Source text:
-- BEGIN --

While I've read quibbles about the plot machinations of Vadim Perelman's debut feature, "House of Sand and Fog," no one's dared complain about the acting.

Jennifer Connelly plays Kathy Nicolo, an irresponsible reformed alcoholic who loses the tumbledown bungalow in Northern California she inherited from her father after a bureaucratic mix-up (which is ultimately her own fault). The house is auctioned off, bought by Massoud Amir Behrani (Ben Kingsley), a proud man keeping up appearances years after the fall of the Shah and the loss of his position in the Iranian Air Force. In only a few scenes, mostly in Farsi or in gestures, Iranian actress Shohreh Aghdashloo breaks the heart. Yet Kingsley's embodiment of the most buttoned-up of men is a marvel as well.

Perelman's adaptation of Andre Dubus III's bestseller has a novelistic density. "The novel was a great read, it's big, confident, a Dostoevskian, beautiful, powerful novel," Kingsley tells me over tea. "The screenplay? It is in and of itself one of the most perfectly balanced screenplays I've come across. Very compelling for us actors to enter into such a beautifully balanced piece of work, like a piece of engineering or architecture."

The most chilling and thrilling dynamic is the fact that this man and this woman are on a battleground, and that battle is waged on the most confined and intimate of spaces, the home, the hearth. "Yes, `tis the battlefield. Absolutely," he agrees.

-- END --

Segmentation data:
-- BEGIN --

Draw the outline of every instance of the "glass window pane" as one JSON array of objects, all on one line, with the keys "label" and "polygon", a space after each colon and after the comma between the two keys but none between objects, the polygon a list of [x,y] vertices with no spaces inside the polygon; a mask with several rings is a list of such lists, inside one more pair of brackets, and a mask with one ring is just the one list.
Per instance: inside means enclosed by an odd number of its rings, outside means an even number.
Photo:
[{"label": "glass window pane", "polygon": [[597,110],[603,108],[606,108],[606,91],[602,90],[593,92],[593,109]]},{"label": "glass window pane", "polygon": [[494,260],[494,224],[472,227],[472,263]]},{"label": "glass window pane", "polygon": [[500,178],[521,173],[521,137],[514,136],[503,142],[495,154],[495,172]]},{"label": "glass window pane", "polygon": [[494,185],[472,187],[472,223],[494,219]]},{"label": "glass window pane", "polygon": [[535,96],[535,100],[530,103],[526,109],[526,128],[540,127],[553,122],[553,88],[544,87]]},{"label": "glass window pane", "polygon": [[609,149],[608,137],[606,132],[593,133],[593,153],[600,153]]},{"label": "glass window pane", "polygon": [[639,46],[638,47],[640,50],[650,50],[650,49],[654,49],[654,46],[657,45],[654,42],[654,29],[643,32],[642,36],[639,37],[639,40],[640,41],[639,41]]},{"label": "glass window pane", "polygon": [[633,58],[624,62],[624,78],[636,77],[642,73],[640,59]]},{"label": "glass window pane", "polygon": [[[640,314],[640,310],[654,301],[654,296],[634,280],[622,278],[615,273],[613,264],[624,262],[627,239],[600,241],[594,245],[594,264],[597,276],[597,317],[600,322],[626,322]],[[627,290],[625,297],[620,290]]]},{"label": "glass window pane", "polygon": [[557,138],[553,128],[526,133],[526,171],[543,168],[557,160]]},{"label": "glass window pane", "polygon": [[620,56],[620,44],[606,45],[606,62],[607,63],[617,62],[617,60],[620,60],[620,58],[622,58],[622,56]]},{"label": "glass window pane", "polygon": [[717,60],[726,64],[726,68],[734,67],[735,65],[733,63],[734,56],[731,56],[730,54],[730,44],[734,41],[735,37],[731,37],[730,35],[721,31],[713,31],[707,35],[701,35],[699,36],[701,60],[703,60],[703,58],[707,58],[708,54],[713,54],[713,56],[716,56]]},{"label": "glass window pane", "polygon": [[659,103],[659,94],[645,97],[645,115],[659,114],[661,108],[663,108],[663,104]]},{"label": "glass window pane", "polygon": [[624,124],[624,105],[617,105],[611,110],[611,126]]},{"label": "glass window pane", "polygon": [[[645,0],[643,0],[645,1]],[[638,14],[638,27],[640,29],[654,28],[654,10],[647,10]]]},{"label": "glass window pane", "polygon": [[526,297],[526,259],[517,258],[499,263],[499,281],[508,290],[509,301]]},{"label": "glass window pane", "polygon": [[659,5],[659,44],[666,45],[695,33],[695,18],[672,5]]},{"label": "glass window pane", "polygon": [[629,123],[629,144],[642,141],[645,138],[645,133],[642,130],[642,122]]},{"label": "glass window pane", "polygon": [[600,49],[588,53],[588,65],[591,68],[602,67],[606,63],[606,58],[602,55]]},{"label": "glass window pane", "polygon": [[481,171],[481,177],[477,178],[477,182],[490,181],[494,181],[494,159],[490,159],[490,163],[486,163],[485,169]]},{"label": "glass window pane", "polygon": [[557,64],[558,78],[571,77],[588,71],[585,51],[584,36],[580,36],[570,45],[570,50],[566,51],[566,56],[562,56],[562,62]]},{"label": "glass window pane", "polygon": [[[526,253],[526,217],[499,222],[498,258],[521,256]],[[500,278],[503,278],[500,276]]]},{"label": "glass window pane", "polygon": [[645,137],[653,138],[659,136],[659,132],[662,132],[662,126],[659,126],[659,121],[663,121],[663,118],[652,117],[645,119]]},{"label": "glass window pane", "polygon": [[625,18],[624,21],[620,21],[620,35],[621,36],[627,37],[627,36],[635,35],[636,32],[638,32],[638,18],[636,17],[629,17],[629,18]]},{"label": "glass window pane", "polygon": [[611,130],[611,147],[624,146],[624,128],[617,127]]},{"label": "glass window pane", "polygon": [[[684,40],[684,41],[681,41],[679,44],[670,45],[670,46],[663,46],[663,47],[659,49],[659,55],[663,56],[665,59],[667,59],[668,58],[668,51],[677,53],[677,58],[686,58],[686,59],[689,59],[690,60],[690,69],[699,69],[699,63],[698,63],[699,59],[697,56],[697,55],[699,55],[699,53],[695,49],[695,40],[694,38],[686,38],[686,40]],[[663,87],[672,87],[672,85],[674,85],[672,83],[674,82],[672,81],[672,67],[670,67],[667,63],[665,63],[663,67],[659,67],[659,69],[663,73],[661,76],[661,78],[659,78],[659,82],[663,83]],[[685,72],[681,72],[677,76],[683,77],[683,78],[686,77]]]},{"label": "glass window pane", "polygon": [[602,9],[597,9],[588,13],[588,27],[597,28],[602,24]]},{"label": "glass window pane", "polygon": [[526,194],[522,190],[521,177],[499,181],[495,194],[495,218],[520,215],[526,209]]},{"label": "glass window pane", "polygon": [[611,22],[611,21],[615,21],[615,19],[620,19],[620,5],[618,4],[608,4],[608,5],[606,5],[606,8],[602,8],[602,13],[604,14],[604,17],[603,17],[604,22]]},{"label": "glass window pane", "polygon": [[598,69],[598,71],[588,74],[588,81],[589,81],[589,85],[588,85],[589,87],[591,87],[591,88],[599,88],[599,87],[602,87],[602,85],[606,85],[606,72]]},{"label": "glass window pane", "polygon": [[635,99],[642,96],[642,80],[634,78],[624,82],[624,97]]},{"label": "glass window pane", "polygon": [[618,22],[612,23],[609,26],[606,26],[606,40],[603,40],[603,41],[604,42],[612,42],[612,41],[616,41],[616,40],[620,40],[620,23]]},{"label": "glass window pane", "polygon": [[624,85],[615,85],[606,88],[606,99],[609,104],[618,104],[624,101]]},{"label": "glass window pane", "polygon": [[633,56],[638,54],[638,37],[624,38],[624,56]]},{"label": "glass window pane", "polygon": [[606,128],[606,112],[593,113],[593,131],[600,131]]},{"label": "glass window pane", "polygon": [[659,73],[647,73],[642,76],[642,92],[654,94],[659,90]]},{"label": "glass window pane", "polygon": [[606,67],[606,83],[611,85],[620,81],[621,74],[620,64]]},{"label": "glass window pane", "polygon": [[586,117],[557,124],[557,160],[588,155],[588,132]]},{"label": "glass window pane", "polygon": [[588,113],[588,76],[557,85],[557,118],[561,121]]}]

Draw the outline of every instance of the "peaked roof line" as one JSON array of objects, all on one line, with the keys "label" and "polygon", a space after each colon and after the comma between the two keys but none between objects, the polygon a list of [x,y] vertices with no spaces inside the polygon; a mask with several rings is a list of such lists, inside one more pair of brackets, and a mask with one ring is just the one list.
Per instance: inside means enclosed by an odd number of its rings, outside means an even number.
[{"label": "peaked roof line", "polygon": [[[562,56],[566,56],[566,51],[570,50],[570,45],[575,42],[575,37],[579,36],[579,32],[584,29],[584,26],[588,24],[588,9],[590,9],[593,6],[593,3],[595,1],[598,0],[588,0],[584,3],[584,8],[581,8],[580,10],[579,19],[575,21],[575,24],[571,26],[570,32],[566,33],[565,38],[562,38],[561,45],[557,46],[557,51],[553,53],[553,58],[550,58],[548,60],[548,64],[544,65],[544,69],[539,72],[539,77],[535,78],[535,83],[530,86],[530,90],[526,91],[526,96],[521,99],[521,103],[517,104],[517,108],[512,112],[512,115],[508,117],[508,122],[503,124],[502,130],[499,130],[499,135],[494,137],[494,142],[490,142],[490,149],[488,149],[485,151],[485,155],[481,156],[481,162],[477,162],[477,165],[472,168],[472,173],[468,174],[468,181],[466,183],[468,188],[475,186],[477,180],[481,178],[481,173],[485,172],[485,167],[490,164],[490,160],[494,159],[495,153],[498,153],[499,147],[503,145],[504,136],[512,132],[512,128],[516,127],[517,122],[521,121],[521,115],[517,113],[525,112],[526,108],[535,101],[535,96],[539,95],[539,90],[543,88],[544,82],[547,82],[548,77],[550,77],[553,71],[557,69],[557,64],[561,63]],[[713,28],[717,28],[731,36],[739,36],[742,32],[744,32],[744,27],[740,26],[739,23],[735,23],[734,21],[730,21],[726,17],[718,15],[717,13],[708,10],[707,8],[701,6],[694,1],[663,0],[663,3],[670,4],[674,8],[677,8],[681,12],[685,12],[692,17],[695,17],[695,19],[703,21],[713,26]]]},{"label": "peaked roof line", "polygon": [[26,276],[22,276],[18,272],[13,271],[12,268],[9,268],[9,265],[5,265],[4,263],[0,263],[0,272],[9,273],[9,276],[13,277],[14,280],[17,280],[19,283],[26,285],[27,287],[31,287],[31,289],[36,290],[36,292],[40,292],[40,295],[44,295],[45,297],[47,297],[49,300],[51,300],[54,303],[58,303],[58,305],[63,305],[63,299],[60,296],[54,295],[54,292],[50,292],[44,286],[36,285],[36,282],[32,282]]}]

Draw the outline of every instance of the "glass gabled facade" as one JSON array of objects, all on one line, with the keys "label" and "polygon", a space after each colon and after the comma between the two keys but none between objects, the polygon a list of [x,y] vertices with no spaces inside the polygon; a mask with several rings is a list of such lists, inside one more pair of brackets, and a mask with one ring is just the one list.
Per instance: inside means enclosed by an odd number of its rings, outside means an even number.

-- END --

Directions:
(A) Translate this sentence from the article on House of Sand and Fog into Spanish: "Perelman's adaptation of Andre Dubus III's bestseller has a novelistic density."
(B) Reproduce the passage of the article on House of Sand and Fog that begins at the words "While I've read" and stops after "about the acting.".

Exercise solutions:
(A) La adaptación de Perelman del éxito de ventas de Andre Dubus III tiene una densidad novelesca.

(B)
While I've read quibbles about the plot machinations of Vadim Perelman's debut feature, "House of Sand and Fog," no one's dared complain about the acting.